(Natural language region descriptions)
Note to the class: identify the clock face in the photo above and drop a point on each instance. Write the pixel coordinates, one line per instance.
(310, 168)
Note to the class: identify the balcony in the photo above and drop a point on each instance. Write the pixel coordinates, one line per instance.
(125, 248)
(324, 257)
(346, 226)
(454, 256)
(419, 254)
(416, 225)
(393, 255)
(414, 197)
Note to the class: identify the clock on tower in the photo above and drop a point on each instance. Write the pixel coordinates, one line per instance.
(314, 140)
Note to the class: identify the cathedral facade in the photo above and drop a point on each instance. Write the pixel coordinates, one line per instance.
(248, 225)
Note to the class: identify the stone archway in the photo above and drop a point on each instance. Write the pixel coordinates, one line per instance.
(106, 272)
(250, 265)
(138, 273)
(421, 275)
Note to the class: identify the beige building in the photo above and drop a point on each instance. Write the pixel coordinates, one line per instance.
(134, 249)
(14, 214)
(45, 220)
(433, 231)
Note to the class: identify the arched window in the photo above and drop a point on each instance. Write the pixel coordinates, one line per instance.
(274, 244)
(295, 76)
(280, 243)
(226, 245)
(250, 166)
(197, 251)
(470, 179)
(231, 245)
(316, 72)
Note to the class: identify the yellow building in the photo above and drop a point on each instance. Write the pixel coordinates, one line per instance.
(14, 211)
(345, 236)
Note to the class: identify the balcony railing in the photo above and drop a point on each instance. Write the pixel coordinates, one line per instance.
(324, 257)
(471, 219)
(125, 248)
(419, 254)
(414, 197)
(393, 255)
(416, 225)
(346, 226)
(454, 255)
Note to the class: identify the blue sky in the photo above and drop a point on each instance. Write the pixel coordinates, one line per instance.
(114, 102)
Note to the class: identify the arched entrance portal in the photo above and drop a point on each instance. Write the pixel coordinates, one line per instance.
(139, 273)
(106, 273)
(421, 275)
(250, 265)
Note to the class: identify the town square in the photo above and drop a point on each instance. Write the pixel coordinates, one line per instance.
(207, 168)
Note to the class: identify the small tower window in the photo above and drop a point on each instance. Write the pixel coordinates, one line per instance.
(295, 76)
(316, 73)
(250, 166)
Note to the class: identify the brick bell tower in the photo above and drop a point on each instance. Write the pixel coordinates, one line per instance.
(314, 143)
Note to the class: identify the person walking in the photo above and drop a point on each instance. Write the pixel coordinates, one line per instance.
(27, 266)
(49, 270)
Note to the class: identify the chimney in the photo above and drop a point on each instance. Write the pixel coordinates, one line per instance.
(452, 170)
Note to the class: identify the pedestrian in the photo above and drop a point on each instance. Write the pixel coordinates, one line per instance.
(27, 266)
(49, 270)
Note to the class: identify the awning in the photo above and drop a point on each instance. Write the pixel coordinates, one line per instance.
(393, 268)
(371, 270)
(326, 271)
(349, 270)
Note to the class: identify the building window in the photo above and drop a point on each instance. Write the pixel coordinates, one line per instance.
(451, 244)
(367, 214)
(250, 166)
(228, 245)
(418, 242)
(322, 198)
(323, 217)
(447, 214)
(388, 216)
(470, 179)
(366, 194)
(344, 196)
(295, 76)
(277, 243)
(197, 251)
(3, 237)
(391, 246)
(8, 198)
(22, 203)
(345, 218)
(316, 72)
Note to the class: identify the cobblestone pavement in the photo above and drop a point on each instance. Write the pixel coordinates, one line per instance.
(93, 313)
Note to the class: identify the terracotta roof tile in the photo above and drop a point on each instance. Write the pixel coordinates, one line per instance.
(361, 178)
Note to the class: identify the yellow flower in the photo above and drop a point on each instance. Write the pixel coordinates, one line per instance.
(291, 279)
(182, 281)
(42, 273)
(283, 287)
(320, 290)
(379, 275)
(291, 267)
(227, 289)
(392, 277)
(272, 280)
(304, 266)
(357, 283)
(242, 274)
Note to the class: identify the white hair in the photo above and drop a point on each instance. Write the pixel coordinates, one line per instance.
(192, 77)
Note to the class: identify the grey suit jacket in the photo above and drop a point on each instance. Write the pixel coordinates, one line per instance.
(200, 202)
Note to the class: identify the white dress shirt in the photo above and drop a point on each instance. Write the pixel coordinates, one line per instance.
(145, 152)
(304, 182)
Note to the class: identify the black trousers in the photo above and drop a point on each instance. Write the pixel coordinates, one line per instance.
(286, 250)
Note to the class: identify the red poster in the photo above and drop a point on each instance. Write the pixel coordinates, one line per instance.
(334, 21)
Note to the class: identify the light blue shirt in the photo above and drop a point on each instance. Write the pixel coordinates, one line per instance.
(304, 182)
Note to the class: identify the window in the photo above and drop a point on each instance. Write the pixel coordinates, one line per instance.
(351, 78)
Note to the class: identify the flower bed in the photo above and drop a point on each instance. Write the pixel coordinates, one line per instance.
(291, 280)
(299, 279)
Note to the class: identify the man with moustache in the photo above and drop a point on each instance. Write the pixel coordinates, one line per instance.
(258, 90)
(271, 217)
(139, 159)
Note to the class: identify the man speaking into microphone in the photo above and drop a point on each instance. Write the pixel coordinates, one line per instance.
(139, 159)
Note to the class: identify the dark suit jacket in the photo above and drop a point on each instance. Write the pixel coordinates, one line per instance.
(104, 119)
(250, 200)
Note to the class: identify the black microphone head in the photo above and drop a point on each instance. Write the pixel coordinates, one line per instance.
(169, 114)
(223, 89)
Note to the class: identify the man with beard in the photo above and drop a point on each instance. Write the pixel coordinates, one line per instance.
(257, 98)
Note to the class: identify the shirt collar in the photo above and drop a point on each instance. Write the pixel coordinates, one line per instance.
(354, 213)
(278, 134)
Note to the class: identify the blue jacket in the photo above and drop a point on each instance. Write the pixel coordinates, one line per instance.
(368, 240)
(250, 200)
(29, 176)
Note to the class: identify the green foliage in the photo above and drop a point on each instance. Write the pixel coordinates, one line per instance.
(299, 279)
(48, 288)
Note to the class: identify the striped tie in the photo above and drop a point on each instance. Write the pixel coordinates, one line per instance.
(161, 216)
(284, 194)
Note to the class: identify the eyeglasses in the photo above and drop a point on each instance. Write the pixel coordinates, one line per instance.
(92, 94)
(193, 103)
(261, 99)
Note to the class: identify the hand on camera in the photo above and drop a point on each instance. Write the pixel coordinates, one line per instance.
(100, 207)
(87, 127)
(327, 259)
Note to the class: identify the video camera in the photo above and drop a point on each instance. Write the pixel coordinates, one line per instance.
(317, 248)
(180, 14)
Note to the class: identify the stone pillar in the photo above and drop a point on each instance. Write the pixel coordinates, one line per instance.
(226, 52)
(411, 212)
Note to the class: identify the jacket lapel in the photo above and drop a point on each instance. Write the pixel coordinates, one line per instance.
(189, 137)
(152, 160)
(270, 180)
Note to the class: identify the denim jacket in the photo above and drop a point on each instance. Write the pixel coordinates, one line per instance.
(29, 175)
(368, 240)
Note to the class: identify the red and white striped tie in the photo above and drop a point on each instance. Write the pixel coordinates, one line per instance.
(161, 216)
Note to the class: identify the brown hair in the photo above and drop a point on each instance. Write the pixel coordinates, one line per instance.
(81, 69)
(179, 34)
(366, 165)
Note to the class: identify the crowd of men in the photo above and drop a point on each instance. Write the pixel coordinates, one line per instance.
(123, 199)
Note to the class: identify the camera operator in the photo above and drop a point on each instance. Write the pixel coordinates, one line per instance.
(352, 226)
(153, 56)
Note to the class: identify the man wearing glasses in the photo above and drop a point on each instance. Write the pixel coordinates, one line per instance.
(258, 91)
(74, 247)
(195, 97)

◆ WORK ITEM: The lines to copy run from the one containing "Note to the class: identify the crowd" through the last line above. Copy them exactly and include nothing else.

◆ REPLY TO THE TASK:
Note to the class: identify the crowd of men in the photo above and drop a point on each instance. Write the pixel coordinates, one line per instance.
(123, 199)
Note to the class: identify the camera operator in the photo above and drop a point on each instance. Write the pixel coordinates, one line per instance.
(352, 226)
(153, 56)
Note to the class: identify the man wearing glasses in the photo above and drop a point on each instance. Write the pixel coordinates, one line per instance.
(258, 91)
(74, 247)
(195, 97)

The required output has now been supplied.